→ TASK OBJECTIVE
Below is a block of records; reproduce all of them exactly and leave out any pictures.
┄┄┄┄┄┄
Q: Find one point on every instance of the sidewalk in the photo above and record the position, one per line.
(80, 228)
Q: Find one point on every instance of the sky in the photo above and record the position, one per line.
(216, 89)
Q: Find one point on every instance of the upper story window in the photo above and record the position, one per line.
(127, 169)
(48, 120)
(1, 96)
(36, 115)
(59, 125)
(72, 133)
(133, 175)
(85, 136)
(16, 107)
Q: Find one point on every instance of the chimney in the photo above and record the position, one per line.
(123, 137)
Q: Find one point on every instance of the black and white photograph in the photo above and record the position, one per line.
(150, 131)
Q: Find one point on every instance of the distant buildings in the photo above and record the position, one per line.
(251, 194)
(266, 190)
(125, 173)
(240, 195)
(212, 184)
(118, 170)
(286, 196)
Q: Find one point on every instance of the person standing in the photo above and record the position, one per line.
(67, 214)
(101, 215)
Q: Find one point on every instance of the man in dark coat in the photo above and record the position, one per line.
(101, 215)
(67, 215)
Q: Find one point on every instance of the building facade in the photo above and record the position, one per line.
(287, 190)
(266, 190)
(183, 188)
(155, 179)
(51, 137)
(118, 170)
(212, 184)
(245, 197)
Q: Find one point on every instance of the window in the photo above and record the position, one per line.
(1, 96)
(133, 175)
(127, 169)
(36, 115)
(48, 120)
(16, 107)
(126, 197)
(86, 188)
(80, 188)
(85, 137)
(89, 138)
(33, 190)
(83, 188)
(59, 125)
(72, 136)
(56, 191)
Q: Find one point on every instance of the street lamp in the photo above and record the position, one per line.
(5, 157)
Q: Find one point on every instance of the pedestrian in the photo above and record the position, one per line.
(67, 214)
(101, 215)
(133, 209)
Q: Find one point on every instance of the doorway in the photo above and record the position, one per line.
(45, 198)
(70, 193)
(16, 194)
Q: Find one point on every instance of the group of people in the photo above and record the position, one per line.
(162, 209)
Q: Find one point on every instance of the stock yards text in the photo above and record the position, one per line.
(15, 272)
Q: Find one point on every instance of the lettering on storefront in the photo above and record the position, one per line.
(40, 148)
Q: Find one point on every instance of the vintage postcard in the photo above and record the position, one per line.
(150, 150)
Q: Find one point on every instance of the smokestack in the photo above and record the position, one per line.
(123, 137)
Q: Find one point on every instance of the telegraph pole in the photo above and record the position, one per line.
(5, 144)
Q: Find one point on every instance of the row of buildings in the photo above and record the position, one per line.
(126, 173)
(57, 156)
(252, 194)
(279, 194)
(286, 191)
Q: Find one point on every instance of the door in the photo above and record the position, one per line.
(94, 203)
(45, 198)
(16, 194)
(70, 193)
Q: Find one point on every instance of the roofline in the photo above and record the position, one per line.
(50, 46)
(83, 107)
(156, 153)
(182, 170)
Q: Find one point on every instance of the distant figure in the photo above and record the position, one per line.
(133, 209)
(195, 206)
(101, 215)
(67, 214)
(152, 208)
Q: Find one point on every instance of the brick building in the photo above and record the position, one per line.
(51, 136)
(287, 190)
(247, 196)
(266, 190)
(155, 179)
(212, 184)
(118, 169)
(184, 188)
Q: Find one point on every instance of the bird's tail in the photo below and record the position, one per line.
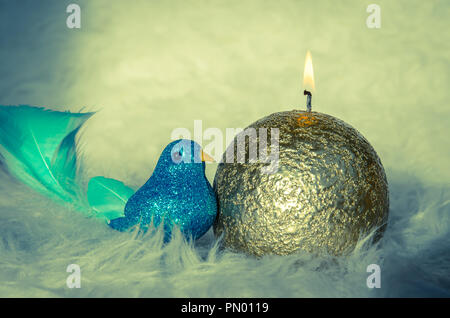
(38, 147)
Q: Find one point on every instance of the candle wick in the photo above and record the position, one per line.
(308, 100)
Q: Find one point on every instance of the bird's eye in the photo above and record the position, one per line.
(177, 155)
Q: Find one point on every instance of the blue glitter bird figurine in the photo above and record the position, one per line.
(38, 147)
(177, 193)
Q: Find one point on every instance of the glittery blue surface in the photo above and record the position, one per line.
(177, 192)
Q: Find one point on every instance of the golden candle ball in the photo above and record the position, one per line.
(329, 190)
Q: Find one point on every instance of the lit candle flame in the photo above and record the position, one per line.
(308, 74)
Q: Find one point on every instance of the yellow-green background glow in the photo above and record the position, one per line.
(152, 66)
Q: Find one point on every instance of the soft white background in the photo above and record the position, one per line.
(149, 67)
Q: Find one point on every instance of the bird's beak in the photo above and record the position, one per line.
(206, 157)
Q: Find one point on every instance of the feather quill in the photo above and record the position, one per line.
(38, 147)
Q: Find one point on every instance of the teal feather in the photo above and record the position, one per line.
(108, 197)
(38, 147)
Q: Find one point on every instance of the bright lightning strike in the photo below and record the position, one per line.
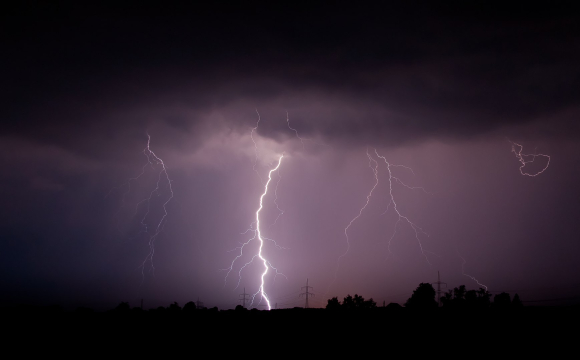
(163, 180)
(469, 276)
(260, 238)
(522, 159)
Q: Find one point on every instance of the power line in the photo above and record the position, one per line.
(306, 293)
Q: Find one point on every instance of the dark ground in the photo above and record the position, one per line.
(454, 334)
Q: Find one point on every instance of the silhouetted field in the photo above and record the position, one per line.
(523, 329)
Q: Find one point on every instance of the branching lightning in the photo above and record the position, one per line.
(522, 159)
(469, 276)
(374, 166)
(163, 179)
(258, 235)
(400, 216)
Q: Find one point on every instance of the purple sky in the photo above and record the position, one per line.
(437, 89)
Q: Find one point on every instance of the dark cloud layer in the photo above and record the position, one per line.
(414, 70)
(435, 87)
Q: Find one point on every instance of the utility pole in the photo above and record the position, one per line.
(439, 283)
(243, 299)
(199, 304)
(307, 293)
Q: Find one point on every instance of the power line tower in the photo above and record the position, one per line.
(307, 293)
(243, 298)
(199, 304)
(439, 283)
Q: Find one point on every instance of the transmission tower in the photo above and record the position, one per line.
(307, 293)
(439, 283)
(199, 304)
(243, 298)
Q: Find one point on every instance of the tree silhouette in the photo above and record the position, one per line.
(351, 303)
(123, 307)
(502, 301)
(423, 298)
(459, 298)
(333, 304)
(189, 307)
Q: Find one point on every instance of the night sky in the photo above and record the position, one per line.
(441, 89)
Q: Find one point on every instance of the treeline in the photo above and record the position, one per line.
(424, 297)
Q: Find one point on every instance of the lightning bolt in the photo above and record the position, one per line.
(258, 235)
(163, 179)
(522, 159)
(401, 217)
(375, 171)
(374, 166)
(469, 276)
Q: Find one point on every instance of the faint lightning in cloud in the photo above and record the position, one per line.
(163, 181)
(401, 217)
(469, 276)
(260, 238)
(373, 164)
(295, 131)
(517, 150)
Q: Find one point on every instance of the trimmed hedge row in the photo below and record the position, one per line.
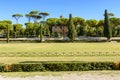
(60, 66)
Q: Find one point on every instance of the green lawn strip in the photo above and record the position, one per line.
(11, 60)
(31, 74)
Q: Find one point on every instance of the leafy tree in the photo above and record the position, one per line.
(17, 28)
(51, 22)
(35, 15)
(78, 21)
(107, 28)
(62, 22)
(71, 29)
(92, 22)
(29, 31)
(29, 16)
(17, 16)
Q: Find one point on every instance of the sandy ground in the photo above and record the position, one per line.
(84, 76)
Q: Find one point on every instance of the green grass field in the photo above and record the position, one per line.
(20, 52)
(60, 47)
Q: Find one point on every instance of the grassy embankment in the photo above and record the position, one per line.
(20, 52)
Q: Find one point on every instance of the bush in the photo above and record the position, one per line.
(60, 66)
(1, 68)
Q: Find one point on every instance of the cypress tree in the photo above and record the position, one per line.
(71, 29)
(107, 28)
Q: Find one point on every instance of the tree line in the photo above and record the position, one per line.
(39, 26)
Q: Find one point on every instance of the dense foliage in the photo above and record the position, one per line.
(59, 66)
(60, 27)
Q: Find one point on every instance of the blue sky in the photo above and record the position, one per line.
┄┄┄┄┄┄
→ EXPECTED OUTPUT
Q: Find one point on every instance of the sidewalk in the photo above and record the position, one per line.
(80, 228)
Q: Find one point on every instance of the sky in the photo above and record the position, one per line.
(216, 89)
Q: Find one point on every instance of the upper story window in the photo above and record the position, one per line.
(127, 169)
(48, 120)
(1, 96)
(36, 115)
(59, 125)
(72, 133)
(133, 175)
(85, 136)
(16, 107)
Q: Find one point on every instance of the chimney in the photo above and record the position, one per line.
(123, 137)
Q: Find one point on every instance of the black and white photograph in the photo above and record the position, one per line.
(150, 131)
Q: Find one point on every instance of the distant buildings in the photo above and record the position, one per line.
(251, 194)
(266, 190)
(125, 173)
(240, 195)
(212, 184)
(118, 170)
(286, 196)
Q: Find one point on every instance of the person standing in the photo above and record the position, one per line.
(67, 214)
(101, 215)
Q: Find one point on every instance of the man in dark coat in the photo above and record the position, one per line.
(101, 215)
(67, 215)
Q: Find one point on every instance of the building facade in the photo above and record the position, one per line.
(287, 190)
(266, 190)
(183, 188)
(155, 179)
(51, 137)
(118, 170)
(212, 184)
(245, 197)
Q: Find one point on every instance of the window in the photo above and record the position, one per line.
(1, 96)
(133, 175)
(127, 169)
(36, 115)
(48, 120)
(16, 107)
(126, 197)
(86, 188)
(80, 188)
(85, 137)
(89, 138)
(33, 190)
(83, 188)
(59, 125)
(72, 136)
(56, 191)
Q: Find one point on every instance of the street lamp in the photo above and record the position, one per line.
(5, 157)
Q: Find one point on every instance of the pedestrian in the photo above and record the position, one per line.
(67, 214)
(101, 215)
(133, 209)
Q: Find one point on every instance of the doorway in the photo above and record the position, one per line.
(45, 198)
(70, 193)
(16, 194)
Q: Find one point on every instance of the group of people in the photo above and record the position, one per line.
(162, 209)
Q: Find one point on every instance of the stock yards text in the photo above and record the position, one per line.
(15, 272)
Q: Find one point on every instance of the lettering on storefront in the photo above and record the position, one per line.
(40, 148)
Q: Find one point on every instance of the vintage postcard in the photo above and record the position, one per line.
(150, 150)
Q: Find one point on every instance of the smokestack in the photo above and record the position, one per line.
(123, 137)
Q: Find one point on every instance of the telegraph pole in the photo above and record the position, one per line.
(5, 144)
Q: Find one point on every instance of the row of buildings in the photo above and record the position, one per line.
(126, 173)
(57, 156)
(252, 194)
(279, 194)
(286, 191)
Q: Find one point on every instance of the door in the photo above and record the position, one per line.
(94, 203)
(45, 198)
(16, 194)
(70, 193)
Q: Find one point on every instance of the roofline in the photo above and record the position, one per line.
(50, 46)
(83, 107)
(156, 153)
(182, 170)
Q: Find one point on every instance of the distant figure in the photo above and record the position, one per line.
(133, 209)
(195, 206)
(101, 215)
(67, 214)
(152, 208)
Q: Find one point on every instance of the brick building in the photo above and record the position, one per line.
(51, 136)
(287, 190)
(247, 196)
(266, 190)
(155, 179)
(212, 184)
(118, 169)
(184, 188)
Q: Find one point on every instance of the bird's tail in the photo below and record the position, one per line.
(38, 147)
Q: Find one point on every instance of the candle wick in the photo above and record the position, one per line.
(308, 100)
Q: Find one point on every instance of the bird's eye in the photo above and record the position, one per line.
(177, 155)
Q: Find one point on every instance of the blue glitter bird figurine in the photo above and record the position, one per line.
(38, 147)
(177, 193)
Q: Find one point on every instance of the glittery blue surface in the photo above and record the position, one per line.
(177, 192)
Q: Find one point on every instance of the golden candle ball in the photo above and record the position, one per line.
(329, 190)
Q: Find one point on every instance of the lit candle flame in the photo above and record the position, one per line.
(308, 74)
Q: Find one point on every instance of the yellow-green background glow in the photo above and record the position, one per line.
(152, 66)
Q: Find one point on every instance of the soft white background in the photo above and record the position, one per line.
(149, 67)
Q: Find one point on every instance of the bird's beak in the photo above and record the position, one per line.
(206, 157)
Q: Find one point on every instance of the feather quill in the photo above and record the position, one per line.
(38, 147)
Q: Find one point on every instance of the teal feather in the photo above and record the position, one per line.
(108, 197)
(38, 147)
Q: Find one point on every instance of the bright lightning strike in the photo below and record the position, one per line.
(163, 180)
(469, 276)
(260, 238)
(522, 159)
Q: Find one point on every instance of the power line in the photo above and record the position, one per line.
(306, 293)
Q: Find one point on every instance of the dark ground in the photo above and record the position, one per line.
(454, 334)
Q: Find one point on every instance of the silhouetted field in the photo above and record the position, one per line.
(523, 329)
Q: Find one point on every instance of the branching lightning in the photo above and record the position, one per line.
(522, 159)
(469, 276)
(374, 166)
(163, 179)
(258, 235)
(400, 216)
Q: Find one point on every instance of the purple sky in the photo above and record the position, one per line.
(437, 89)
Q: Find one point on every instance of the dark cloud layer in the photo above and record the position, one per line.
(414, 70)
(435, 87)
Q: Find one point on every instance of the utility pole in the photo above and record the position, one per line.
(439, 283)
(243, 299)
(199, 304)
(307, 293)
Q: Find one point on every instance of the power line tower in the photo above and record the position, one per line.
(307, 293)
(243, 298)
(199, 304)
(439, 283)
Q: Find one point on every instance of the transmission tower in the photo above and record the position, one per line.
(307, 293)
(439, 283)
(199, 304)
(243, 298)
Q: Find one point on every instance of the tree silhouette in the photo above and record the position, one per line.
(351, 303)
(123, 307)
(502, 301)
(423, 298)
(459, 298)
(333, 304)
(189, 307)
Q: Find one point on every instance of the night sky in the photo above and record the position, one per line.
(441, 89)
Q: Find one point on every instance of the treeline in the photo above and record the position, one per line.
(424, 297)
Q: Find one point on every instance of the lightning bolt in the photo above and record the position, one per line.
(258, 235)
(163, 179)
(522, 159)
(401, 217)
(375, 171)
(374, 166)
(469, 276)
Q: Find one point on every instance of the faint lightning in cloud in the photo above and record the position, one per line.
(163, 181)
(401, 217)
(469, 276)
(260, 238)
(373, 164)
(295, 131)
(517, 150)
Q: Find one point on every instance of the trimmed hedge row in the photo below and record the position, one per line.
(60, 66)
Q: Find one point on every instance of the green lawn strip in the photo above and record the position, one per line.
(11, 60)
(31, 74)
Q: Find one point on every instance of the leafy tree in the photo above and record the position, one per line.
(17, 28)
(51, 22)
(35, 15)
(78, 21)
(107, 28)
(62, 22)
(71, 29)
(92, 22)
(29, 31)
(29, 16)
(17, 16)
Q: Find one point on every instance of the sandy ground in the photo above and record the position, one per line.
(84, 76)
Q: Find one point on every instance of the green grass field in the photo above and record the position, one per line.
(20, 52)
(60, 47)
Q: Find one point on every instance of the grassy embankment in the photo above and record the position, one per line.
(20, 52)
Q: Find one point on every instance of the bush in the photo above and record the position, one per line.
(60, 66)
(1, 68)
Q: Find one point on every instance of the cypress tree in the photo above and record the position, one per line.
(71, 29)
(107, 28)
Q: Find one point on every instance of the tree line in the photo above and record the position, one per line.
(39, 26)
Q: Find one point on every instance of the dense foliage in the photo above and record the position, one per line.
(59, 66)
(60, 27)
Q: Find one point on every instance of the blue sky in the photo above and record the position, one per line.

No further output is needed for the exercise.